Problem description: Count the lines in the material below that contain the word "water". Reply with that number alone.

□ □ □

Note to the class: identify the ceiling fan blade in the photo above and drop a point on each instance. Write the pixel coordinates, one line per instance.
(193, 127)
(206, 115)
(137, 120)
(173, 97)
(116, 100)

□ □ □

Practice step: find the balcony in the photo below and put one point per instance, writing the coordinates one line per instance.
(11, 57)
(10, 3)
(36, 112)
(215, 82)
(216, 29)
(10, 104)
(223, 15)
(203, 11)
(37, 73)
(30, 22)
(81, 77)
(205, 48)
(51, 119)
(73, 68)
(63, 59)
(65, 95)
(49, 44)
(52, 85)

□ □ □

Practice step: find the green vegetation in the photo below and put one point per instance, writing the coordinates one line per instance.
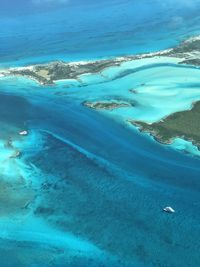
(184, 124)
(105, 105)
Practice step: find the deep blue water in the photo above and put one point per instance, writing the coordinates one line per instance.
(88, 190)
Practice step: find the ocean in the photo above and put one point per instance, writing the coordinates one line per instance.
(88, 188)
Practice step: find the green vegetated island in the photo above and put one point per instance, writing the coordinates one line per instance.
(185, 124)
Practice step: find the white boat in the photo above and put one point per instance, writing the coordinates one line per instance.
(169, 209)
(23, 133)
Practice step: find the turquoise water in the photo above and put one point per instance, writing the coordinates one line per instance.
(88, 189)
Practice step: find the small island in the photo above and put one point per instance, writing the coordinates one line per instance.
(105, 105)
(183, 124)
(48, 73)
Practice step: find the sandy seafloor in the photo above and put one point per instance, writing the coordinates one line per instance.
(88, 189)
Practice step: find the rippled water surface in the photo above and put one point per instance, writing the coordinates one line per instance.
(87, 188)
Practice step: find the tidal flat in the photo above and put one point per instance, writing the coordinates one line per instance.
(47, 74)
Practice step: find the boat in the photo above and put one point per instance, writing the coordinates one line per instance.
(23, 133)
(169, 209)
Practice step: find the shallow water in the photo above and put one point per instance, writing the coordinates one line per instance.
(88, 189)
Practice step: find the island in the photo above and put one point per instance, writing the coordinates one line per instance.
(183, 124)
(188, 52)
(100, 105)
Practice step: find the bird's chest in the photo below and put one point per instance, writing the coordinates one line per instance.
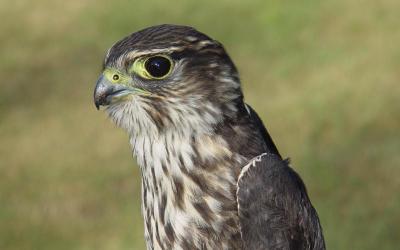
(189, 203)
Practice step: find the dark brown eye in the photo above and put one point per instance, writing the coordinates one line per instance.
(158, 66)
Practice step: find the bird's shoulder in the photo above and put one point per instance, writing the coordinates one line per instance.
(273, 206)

□ □ □

The completed task: 4